What needs to be done:
For the entries below, state how many lines include the string "pink", and write nothing besides that number.

##### Information given

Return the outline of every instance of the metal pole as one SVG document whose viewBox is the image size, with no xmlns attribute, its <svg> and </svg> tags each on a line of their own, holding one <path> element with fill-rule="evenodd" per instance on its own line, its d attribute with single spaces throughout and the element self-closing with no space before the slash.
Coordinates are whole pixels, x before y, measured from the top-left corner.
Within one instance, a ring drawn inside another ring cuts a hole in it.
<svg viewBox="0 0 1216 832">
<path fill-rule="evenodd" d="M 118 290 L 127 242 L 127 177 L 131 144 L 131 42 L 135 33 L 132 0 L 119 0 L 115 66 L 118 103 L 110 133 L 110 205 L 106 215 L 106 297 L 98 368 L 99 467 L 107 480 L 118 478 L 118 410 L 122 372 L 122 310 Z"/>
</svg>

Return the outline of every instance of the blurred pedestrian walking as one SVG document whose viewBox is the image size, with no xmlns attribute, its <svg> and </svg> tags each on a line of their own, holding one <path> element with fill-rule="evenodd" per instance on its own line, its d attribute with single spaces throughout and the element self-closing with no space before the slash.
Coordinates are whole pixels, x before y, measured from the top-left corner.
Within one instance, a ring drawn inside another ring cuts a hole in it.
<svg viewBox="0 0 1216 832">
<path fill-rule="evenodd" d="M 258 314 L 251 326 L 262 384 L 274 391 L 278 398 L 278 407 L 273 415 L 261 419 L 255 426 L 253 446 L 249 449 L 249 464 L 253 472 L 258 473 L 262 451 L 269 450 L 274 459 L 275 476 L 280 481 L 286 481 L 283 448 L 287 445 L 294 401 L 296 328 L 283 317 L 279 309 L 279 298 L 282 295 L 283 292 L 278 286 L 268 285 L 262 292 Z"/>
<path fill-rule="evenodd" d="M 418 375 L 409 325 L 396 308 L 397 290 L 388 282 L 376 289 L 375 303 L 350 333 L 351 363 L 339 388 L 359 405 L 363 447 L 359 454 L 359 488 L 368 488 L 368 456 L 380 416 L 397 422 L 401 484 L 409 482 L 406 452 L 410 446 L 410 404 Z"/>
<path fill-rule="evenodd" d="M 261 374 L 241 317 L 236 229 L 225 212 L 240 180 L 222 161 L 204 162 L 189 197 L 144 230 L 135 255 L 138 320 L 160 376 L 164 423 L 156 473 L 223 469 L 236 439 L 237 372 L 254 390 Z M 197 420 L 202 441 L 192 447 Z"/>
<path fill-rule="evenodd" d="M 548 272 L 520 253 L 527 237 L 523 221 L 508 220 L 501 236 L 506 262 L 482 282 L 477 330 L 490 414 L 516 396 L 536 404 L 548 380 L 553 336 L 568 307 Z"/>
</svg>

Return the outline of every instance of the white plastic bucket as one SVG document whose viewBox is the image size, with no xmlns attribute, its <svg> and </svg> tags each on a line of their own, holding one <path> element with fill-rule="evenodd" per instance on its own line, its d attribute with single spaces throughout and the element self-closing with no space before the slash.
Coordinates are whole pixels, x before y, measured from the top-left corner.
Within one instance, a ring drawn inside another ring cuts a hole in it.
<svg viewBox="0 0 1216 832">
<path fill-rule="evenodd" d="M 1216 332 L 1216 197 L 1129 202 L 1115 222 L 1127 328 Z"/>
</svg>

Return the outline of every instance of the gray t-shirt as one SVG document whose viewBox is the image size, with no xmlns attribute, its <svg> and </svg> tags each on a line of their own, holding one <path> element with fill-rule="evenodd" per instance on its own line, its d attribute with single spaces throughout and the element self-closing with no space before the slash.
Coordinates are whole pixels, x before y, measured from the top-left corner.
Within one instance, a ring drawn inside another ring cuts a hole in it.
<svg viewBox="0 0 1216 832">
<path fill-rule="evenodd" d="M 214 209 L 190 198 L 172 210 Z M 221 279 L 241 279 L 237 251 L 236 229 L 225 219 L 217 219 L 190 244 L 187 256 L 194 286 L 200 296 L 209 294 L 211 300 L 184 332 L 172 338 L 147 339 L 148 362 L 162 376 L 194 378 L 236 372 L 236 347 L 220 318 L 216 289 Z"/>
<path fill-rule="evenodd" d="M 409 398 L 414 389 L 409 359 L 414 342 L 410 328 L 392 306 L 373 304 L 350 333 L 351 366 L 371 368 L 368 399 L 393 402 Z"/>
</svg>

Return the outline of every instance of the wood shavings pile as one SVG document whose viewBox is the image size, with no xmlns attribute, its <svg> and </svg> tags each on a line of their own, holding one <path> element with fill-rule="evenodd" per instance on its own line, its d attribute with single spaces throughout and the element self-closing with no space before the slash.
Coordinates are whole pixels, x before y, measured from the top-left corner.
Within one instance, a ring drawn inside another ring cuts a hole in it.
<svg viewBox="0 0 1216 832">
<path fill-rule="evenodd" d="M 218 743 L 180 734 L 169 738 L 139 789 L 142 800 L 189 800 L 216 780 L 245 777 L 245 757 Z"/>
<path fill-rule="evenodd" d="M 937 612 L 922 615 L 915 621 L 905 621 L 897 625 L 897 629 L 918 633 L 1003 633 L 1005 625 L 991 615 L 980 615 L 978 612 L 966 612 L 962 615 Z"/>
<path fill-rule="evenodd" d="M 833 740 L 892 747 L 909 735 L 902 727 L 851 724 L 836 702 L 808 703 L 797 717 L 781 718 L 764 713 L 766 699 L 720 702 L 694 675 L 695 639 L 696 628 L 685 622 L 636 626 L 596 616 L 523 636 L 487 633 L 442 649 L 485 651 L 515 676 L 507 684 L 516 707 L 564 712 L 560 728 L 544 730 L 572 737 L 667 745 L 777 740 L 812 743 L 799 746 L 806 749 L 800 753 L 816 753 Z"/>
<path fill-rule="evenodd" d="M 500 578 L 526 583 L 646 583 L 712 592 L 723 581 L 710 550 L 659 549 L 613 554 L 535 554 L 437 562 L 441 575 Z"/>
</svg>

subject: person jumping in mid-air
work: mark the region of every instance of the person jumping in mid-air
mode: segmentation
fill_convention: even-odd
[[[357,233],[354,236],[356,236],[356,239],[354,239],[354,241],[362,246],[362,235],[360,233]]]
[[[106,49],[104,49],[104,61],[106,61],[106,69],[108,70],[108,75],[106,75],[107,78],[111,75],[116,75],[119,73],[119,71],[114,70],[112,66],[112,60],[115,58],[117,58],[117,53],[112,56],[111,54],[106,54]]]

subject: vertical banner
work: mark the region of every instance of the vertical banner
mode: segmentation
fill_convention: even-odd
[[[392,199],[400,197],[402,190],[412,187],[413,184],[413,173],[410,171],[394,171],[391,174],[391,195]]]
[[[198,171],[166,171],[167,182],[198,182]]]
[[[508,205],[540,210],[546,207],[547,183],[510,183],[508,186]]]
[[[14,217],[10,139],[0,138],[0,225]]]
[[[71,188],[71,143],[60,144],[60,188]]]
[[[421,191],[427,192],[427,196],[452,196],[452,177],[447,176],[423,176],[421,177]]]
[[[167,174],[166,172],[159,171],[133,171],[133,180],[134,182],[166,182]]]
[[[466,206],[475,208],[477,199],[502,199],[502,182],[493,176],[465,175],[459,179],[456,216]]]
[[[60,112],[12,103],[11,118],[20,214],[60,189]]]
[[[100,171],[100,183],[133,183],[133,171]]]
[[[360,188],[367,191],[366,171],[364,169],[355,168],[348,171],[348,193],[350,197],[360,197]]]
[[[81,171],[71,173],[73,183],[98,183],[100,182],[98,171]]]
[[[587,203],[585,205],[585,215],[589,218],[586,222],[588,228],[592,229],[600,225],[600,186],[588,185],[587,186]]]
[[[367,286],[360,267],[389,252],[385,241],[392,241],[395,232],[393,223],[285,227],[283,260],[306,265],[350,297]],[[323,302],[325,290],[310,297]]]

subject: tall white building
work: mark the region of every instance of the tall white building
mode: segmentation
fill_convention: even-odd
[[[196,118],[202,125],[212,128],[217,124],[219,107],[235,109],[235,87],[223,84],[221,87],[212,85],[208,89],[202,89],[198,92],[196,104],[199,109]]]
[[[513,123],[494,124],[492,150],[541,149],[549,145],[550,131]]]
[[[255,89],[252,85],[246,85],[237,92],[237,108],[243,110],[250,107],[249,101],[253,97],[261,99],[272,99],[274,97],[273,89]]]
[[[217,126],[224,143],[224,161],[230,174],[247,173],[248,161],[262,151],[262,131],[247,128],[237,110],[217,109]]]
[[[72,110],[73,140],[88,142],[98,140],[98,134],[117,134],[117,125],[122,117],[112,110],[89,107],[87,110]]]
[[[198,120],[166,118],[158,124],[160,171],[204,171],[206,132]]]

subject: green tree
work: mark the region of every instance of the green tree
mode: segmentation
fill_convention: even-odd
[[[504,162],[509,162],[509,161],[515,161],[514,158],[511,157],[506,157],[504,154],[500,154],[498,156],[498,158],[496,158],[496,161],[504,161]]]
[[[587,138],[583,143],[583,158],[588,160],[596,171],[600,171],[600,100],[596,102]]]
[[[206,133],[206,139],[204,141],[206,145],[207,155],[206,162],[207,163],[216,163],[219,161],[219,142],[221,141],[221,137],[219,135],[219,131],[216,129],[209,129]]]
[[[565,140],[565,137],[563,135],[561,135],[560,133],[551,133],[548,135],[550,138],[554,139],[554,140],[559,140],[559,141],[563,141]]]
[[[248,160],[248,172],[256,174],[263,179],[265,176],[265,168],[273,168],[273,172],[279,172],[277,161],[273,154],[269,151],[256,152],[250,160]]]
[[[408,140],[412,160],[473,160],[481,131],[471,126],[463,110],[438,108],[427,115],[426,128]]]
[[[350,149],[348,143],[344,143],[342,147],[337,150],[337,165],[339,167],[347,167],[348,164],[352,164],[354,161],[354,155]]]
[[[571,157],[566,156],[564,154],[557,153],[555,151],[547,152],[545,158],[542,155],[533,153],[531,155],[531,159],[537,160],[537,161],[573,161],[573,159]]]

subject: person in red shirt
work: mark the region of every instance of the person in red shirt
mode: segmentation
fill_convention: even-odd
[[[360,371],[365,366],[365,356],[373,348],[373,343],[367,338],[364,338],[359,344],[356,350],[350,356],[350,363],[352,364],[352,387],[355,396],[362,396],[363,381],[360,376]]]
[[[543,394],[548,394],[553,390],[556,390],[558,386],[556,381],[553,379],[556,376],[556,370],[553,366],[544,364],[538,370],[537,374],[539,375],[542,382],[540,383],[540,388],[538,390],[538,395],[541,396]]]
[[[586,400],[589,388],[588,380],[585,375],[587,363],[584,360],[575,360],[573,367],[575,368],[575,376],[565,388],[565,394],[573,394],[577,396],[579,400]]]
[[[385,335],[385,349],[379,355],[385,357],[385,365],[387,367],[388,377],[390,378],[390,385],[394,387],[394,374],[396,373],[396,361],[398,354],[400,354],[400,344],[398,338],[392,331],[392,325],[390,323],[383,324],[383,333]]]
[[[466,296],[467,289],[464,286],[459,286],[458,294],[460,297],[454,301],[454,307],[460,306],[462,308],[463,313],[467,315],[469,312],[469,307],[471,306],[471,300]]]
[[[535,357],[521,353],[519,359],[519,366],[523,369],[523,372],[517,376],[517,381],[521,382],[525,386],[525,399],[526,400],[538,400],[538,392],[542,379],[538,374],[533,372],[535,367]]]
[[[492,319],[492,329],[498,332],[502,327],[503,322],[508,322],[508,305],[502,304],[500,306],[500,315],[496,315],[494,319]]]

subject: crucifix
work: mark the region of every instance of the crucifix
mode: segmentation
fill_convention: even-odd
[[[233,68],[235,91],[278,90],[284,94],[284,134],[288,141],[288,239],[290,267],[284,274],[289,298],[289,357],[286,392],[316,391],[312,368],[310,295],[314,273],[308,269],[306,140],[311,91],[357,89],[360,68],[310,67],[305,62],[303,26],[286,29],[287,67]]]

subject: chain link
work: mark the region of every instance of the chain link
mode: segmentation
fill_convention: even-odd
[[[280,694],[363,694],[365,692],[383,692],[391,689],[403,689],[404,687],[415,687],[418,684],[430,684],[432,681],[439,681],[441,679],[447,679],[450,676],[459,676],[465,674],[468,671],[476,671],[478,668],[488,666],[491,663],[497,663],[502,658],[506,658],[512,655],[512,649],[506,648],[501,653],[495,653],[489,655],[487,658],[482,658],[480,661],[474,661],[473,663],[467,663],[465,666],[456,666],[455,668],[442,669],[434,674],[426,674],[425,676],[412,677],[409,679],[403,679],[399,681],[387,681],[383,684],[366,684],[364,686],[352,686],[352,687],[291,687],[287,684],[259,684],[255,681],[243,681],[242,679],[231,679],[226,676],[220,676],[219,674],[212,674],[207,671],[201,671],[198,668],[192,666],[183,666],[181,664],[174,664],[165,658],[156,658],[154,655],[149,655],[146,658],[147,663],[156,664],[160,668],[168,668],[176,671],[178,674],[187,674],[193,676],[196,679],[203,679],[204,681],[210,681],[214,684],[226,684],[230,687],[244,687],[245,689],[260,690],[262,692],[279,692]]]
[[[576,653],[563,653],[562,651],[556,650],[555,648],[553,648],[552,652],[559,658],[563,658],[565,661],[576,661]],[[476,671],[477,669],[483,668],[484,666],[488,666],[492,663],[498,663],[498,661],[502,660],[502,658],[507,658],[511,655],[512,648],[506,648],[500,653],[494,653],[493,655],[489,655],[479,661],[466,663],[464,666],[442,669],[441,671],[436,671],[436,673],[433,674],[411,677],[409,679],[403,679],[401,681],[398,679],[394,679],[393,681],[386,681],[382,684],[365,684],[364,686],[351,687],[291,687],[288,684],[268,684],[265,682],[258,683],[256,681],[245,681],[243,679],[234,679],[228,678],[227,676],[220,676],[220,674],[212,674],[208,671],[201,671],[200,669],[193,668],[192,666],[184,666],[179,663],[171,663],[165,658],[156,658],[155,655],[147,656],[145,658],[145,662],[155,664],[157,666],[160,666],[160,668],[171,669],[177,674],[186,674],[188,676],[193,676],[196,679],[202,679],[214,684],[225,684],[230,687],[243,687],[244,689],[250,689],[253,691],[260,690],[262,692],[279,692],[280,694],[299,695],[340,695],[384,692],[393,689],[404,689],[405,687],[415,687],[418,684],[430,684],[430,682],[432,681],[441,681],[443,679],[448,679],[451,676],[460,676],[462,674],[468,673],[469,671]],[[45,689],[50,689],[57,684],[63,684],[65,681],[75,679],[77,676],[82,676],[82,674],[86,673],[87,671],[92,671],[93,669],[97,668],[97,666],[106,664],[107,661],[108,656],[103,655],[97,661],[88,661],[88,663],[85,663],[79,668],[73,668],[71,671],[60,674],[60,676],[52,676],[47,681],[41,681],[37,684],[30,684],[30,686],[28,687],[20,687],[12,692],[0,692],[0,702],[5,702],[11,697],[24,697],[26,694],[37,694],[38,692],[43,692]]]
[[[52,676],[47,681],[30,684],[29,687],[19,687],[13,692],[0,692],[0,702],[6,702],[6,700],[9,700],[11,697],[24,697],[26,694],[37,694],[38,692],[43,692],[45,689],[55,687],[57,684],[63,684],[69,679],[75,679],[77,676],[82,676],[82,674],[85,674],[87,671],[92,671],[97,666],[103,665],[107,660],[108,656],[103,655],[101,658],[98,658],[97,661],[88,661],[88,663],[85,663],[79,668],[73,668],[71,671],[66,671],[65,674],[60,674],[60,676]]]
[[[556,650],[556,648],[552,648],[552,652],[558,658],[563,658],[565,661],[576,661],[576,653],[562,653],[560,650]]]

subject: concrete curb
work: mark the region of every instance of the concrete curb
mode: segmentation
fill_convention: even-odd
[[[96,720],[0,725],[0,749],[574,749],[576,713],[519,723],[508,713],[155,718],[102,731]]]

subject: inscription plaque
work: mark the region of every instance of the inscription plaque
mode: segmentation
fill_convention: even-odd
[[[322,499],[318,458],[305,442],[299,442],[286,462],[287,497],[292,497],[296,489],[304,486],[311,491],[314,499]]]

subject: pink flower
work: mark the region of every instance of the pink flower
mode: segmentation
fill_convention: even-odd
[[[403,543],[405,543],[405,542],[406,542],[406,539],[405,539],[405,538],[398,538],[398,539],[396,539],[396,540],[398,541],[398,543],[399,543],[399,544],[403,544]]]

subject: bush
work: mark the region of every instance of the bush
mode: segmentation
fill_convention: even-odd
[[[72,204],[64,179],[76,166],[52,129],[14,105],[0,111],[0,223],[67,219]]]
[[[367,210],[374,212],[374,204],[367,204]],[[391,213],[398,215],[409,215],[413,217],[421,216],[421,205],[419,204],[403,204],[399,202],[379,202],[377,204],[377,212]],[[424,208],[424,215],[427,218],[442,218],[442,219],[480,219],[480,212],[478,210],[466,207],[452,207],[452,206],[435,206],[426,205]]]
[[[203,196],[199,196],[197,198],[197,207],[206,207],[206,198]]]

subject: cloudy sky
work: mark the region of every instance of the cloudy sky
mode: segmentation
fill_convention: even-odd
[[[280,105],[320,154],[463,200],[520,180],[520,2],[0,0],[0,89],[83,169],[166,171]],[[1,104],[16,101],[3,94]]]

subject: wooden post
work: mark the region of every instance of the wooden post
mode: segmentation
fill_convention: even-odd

##########

Exercise output:
2